[Task to carry out] Rewrite the items from the first line up to and including the line with "[[421, 287, 863, 615]]", changing "rust stain" to "corrosion mark" and leaving everything else as it is.

(Coordinate annotation items)

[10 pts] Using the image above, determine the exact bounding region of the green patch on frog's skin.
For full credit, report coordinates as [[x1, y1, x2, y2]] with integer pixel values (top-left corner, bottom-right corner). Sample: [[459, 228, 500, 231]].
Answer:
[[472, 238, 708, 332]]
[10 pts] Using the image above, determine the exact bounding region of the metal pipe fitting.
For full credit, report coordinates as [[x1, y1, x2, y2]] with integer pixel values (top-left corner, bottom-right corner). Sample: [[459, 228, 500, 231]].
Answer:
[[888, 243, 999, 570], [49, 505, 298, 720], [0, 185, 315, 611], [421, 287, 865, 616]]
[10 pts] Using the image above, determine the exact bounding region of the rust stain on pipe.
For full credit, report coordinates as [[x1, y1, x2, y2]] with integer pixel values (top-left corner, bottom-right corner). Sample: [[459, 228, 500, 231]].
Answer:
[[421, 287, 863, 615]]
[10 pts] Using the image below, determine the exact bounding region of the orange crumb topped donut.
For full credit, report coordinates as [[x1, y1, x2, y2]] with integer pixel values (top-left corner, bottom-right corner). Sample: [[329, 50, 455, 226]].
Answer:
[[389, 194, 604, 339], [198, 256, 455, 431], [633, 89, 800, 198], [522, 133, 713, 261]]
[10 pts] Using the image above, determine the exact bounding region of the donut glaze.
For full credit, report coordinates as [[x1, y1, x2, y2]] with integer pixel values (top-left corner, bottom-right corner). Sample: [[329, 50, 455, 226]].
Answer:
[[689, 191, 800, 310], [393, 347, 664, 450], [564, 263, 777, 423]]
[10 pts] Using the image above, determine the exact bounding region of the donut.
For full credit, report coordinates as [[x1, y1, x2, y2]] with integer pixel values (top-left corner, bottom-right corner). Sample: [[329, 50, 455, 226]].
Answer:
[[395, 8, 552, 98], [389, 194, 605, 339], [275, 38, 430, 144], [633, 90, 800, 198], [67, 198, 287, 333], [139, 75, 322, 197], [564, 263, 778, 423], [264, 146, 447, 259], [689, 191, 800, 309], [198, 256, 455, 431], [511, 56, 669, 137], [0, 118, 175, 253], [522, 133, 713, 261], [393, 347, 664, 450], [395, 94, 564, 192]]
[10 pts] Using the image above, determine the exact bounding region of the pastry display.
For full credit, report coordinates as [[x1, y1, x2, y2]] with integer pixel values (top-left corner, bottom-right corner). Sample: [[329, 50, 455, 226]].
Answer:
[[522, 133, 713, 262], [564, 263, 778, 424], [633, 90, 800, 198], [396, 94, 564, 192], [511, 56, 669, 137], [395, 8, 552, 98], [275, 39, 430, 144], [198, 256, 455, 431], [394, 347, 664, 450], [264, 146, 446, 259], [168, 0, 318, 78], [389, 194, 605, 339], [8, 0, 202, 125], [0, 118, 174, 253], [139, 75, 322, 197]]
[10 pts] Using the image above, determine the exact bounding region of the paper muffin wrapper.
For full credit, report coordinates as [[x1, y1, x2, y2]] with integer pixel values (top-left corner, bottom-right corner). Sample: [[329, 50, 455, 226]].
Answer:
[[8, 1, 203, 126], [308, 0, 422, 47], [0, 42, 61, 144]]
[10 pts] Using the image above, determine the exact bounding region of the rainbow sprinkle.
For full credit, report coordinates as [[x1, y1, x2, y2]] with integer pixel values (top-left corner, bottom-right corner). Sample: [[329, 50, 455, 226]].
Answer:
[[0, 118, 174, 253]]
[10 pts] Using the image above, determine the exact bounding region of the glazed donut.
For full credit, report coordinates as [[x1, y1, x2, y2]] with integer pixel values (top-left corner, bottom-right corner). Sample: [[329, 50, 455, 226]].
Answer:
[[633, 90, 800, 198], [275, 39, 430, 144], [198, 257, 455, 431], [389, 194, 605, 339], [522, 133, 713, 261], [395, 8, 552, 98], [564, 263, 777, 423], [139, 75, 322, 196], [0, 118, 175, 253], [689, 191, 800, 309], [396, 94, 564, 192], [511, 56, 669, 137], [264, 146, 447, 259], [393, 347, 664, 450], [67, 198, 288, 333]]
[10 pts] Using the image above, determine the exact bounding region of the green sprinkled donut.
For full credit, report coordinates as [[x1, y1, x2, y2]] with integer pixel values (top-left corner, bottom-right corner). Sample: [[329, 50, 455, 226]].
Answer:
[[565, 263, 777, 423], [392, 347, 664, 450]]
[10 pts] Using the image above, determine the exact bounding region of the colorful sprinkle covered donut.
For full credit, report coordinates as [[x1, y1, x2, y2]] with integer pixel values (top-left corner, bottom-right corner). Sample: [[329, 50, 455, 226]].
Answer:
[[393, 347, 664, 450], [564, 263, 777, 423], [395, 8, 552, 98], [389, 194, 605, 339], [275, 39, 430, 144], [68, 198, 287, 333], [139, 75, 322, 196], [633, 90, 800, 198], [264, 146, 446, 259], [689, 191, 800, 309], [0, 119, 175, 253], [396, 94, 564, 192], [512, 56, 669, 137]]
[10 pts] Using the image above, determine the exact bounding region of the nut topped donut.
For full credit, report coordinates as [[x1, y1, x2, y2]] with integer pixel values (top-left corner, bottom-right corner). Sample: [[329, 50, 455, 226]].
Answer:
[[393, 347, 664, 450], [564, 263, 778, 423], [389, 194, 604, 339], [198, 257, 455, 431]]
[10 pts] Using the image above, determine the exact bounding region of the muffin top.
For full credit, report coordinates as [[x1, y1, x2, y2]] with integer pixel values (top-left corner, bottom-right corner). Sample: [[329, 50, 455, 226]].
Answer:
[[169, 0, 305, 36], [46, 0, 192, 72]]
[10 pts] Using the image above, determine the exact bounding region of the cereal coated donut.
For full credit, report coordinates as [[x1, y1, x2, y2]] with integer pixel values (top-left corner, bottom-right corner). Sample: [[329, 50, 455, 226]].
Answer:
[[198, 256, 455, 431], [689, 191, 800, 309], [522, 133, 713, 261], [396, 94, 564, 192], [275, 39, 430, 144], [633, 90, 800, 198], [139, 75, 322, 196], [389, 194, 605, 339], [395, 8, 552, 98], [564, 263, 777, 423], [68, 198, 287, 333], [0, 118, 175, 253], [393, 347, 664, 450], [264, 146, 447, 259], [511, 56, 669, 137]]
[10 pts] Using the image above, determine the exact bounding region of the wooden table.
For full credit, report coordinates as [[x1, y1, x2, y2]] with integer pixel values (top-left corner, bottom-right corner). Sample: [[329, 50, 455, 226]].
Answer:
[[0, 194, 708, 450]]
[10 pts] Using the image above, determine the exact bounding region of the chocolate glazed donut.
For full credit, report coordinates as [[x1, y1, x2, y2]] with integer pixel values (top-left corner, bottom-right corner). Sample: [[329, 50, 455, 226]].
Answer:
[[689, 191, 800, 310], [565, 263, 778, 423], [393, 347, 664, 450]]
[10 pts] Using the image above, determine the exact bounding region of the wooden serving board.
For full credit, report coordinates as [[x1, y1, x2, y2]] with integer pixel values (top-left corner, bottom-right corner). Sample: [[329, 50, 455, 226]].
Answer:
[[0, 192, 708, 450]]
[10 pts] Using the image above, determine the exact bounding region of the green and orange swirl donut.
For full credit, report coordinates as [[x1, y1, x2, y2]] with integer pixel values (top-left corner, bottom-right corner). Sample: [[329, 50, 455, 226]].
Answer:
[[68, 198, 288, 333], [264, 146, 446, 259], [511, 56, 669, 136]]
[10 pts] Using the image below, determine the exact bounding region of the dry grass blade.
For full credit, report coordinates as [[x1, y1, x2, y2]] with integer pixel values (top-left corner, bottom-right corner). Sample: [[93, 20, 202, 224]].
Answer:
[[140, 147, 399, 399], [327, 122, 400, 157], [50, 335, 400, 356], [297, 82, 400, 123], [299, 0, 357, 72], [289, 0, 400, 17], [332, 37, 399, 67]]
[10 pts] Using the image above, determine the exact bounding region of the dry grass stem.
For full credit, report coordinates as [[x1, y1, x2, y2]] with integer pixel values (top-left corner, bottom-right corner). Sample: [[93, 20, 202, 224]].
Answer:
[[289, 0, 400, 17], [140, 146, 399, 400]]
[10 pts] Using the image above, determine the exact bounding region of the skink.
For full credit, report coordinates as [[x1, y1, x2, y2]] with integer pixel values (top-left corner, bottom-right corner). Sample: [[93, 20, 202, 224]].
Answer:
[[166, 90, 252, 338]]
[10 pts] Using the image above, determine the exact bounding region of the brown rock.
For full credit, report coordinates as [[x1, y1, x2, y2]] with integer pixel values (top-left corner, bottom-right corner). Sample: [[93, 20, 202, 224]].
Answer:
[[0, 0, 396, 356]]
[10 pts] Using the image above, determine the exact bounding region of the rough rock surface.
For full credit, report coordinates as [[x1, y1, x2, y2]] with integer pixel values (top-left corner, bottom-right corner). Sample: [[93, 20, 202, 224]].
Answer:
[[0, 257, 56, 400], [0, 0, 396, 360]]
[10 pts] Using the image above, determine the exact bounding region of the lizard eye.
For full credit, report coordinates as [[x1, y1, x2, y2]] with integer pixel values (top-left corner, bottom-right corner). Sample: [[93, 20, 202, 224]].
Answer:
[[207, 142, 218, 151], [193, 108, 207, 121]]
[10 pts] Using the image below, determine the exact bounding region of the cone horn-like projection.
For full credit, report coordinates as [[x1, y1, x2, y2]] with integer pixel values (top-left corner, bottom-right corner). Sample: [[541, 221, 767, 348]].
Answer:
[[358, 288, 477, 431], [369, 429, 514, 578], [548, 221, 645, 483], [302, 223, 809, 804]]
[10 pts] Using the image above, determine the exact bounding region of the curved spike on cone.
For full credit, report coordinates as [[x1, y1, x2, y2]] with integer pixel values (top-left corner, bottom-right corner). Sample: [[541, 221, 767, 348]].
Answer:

[Task response]
[10 pts] Using the image above, determine the exact bounding region of the green patch on frog's skin.
For full credit, report coordinates as [[x1, y1, x2, y2]] with integer pixel values (top-left corner, bottom-right corner). Sample: [[459, 228, 500, 231]].
Answer:
[[472, 238, 708, 332]]
[10 pts] Using the image above, determine the exact bounding region of the metal pipe fitting.
For full credit, report coordinates as [[x1, y1, x2, y2]] with integer pixel values (top-left corner, bottom-right corner). Sample: [[459, 228, 500, 231]].
Answer:
[[888, 243, 999, 570], [49, 505, 298, 720], [0, 185, 315, 611], [421, 287, 865, 616]]
[10 pts] Using the image above, determine the exact bounding region of the corrosion mark on pipe.
For full credit, report coordinates as [[x1, y1, x2, y2]] with integer pixel values (top-left corner, bottom-right corner). Sample: [[459, 228, 500, 231]].
Answer:
[[421, 287, 863, 615]]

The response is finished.